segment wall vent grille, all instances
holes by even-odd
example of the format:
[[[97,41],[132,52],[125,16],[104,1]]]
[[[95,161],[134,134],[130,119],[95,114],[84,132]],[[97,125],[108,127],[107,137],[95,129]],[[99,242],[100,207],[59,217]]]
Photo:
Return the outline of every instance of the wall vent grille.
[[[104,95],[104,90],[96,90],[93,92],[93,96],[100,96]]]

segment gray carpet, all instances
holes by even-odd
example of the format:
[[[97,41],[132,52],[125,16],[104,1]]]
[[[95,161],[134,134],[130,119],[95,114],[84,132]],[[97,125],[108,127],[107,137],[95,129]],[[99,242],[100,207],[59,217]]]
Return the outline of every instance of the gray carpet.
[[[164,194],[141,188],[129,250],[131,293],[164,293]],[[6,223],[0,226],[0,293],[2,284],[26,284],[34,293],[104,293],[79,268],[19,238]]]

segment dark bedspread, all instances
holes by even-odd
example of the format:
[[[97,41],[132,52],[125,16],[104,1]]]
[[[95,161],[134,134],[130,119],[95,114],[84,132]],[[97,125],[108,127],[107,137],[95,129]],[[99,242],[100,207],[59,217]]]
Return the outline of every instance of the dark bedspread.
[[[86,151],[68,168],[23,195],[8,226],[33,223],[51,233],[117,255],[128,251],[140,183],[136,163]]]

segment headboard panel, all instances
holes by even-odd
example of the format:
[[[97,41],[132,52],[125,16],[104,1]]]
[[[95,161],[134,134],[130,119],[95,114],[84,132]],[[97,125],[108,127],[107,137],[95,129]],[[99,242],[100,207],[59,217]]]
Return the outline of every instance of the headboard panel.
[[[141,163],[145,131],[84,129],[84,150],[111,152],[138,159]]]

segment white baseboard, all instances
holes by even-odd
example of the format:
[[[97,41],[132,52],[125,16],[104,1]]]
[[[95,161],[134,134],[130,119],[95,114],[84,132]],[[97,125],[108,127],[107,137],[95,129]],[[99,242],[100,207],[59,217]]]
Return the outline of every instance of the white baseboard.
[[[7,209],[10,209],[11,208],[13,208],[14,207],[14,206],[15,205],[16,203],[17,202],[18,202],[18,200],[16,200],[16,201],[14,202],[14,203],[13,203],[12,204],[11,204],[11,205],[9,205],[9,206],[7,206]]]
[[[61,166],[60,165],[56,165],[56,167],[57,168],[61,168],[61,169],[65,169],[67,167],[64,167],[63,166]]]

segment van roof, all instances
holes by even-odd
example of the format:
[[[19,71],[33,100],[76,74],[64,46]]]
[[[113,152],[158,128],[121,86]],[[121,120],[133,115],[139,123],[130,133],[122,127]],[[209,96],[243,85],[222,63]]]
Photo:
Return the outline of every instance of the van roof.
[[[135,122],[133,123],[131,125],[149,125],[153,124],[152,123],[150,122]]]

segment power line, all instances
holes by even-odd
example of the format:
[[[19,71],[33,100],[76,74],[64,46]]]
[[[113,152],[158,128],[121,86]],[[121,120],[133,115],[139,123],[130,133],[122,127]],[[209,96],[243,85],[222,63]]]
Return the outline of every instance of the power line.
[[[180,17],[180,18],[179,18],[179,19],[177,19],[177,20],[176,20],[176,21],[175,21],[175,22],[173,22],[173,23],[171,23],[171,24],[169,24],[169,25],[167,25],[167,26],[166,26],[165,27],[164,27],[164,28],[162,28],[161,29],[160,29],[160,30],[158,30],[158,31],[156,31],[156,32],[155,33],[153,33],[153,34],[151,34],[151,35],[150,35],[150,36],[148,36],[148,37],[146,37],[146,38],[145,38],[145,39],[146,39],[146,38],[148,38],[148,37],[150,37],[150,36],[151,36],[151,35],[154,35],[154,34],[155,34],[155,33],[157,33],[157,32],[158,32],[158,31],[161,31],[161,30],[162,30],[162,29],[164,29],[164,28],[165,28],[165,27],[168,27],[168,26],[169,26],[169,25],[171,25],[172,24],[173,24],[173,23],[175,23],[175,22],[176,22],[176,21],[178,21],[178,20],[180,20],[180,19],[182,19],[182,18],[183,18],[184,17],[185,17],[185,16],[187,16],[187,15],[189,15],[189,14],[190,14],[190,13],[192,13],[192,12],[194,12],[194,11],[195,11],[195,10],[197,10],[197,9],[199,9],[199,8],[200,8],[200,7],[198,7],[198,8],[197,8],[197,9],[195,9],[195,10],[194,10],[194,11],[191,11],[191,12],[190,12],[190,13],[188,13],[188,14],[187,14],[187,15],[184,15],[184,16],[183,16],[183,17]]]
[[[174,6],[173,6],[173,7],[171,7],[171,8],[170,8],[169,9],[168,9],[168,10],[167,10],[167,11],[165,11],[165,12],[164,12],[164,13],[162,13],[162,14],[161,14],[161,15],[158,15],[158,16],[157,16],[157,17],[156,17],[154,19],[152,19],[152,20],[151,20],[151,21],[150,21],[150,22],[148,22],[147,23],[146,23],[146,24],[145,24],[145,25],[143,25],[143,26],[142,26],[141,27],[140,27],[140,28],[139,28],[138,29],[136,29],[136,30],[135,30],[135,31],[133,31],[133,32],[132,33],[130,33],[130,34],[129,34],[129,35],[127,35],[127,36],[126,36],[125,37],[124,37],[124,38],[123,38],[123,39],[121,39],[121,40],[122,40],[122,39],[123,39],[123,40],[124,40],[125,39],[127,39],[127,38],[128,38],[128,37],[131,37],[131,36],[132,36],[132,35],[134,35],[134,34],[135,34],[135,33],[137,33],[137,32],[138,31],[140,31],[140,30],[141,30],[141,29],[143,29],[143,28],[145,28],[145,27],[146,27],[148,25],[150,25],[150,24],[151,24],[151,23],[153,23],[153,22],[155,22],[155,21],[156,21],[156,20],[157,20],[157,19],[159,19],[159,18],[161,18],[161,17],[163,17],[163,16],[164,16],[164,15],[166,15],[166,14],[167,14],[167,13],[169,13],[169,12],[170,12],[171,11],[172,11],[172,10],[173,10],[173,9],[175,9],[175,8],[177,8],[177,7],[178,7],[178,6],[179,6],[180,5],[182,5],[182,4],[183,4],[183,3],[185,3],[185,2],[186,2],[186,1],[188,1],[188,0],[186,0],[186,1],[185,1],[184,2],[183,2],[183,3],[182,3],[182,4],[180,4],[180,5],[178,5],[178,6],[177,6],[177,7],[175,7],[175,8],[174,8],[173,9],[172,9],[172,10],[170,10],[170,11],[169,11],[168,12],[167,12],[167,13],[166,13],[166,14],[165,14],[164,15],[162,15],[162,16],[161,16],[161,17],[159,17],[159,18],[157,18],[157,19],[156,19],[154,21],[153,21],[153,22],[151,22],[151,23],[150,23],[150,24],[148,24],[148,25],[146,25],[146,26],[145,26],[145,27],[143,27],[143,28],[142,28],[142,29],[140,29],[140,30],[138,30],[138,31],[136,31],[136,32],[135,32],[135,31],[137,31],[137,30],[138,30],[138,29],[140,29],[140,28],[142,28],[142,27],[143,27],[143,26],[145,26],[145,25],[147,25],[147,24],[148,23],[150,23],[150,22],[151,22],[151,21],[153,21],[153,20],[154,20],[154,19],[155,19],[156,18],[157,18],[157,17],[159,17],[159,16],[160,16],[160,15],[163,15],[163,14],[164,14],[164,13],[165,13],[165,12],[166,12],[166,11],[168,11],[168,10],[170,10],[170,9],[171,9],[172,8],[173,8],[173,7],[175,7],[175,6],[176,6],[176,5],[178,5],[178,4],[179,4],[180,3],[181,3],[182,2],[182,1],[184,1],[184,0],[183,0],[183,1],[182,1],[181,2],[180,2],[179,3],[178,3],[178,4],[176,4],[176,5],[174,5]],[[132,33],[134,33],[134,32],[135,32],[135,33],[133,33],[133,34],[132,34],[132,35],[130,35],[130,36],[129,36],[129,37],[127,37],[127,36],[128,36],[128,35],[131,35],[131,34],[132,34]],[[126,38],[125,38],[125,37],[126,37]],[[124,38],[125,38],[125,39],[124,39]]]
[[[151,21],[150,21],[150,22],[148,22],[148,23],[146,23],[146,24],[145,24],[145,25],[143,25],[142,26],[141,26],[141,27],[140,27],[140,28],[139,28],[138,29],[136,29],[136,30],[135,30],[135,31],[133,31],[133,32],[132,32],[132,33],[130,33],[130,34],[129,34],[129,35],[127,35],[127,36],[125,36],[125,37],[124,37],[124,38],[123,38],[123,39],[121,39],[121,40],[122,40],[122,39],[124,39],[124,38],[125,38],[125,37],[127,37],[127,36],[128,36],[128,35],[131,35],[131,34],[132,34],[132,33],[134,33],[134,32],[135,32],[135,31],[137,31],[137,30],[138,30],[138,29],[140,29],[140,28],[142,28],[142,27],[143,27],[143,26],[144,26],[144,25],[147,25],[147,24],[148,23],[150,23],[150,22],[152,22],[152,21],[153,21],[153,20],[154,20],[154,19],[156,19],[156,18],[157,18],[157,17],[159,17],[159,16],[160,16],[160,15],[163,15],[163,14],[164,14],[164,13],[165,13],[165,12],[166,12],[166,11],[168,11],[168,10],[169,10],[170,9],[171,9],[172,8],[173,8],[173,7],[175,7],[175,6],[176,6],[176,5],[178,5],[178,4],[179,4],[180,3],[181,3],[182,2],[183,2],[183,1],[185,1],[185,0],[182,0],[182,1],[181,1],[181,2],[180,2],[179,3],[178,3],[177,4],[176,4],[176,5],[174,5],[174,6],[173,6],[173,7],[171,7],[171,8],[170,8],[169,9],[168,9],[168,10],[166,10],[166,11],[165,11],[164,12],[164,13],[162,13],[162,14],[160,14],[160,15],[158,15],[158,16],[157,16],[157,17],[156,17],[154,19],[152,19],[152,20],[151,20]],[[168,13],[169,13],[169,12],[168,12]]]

☆ ☆ ☆

_Stated problem_
Give everything from the line containing "segment power line, all instances" down to the line containing "Return the outline of every instance of the power", both included, as a Markdown table with the columns Row and Text. Put the row number under Row and the line under Text, leaving out blank lines.

_Task solution_
| Row | Text |
|---|---|
| 1 | segment power line, all instances |
| 2 | holes by even-odd |
| 3 | example of the format: |
| 4 | [[[19,71],[33,100],[76,74],[64,46]]] |
| 5 | [[[113,152],[158,128],[121,86]],[[121,120],[133,115],[139,123],[130,133],[122,127]],[[209,96],[243,85],[222,63]]] |
| 6 | Return the outline of every instance of the power line. |